Tasks to carry out:
- a) Reproduce the passage on user accounts word for word, from "The starting point" to "the suspicious account?".
- b) List every question that the passage on user accounts says the summary data can help answer.
- c) Answer these questions using the passage on user accounts:
(i) Which account is usually the first one an attacker controls?
(ii) What can an attacker do after gaining admin privileges?
(iii) What does the starting query return?

Given passage:
########################################
Part 3 – Interaction with user accounts
Frequent attacker strategical goal is to gain access to sensitive organization data and partial tactical goal to gain control over key infrastructure components. For this purpose attacker routinely attempt to gain control over user accounts. These can be different depending on the phase of the attack – the first one is usually the account in whose context the initial compromise took place. Then the attacker can attempt to escalate their privileges or to steal credentials of a highly privileged account. Obtained accounts are then used for reconnaissance and lateral movement across the infrastructure. If the attacker gains admin privileges, they can create new accounts for themselves. The Osquery queries listed below can help us with identifying user accounts with unusual activity.
You can read more about Osquery in our short blog post.
The starting point is a query that returns the inventory of user account present on all devices. Every device returns its own entries for local and domain accounts and that is why we can then process the summary data and answer questions, such as:
Are all user accounts in the list legitimate?
Is any account present – that is, was is logged in at least once and not purged – on more devices than it should or than it is usual?
Did any account access a device, for which it has no business or technical reason to do so?
On which devices is the suspicious account present?
What are the privileges of the suspicious account?
########################################
Available data:
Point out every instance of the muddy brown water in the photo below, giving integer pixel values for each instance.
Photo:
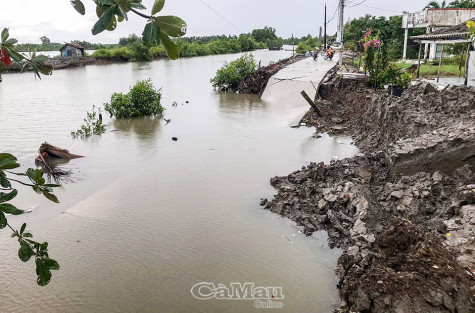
########################################
Completed exercise:
- a)
The starting point is a query that returns the inventory of user account present on all devices. Every device returns its own entries for local and domain accounts and that is why we can then process the summary data and answer questions, such as:
Are all user accounts in the list legitimate?
Is any account present – that is, was is logged in at least once and not purged – on more devices than it should or than it is usual?
Did any account access a device, for which it has no business or technical reason to do so?
On which devices is the suspicious account present?
What are the privileges of the suspicious account?

- b)
- Are all user accounts in the list legitimate?
- Is any account present – that is, was is logged in at least once and not purged – on more devices than it should or than it is usual?
- Did any account access a device, for which it has no business or technical reason to do so?
- On which devices is the suspicious account present?
- What are the privileges of the suspicious account?

- c)
(i) The account in whose context the initial compromise took place.
(ii) Create new accounts for themselves.
(iii) The inventory of user accounts present on all devices.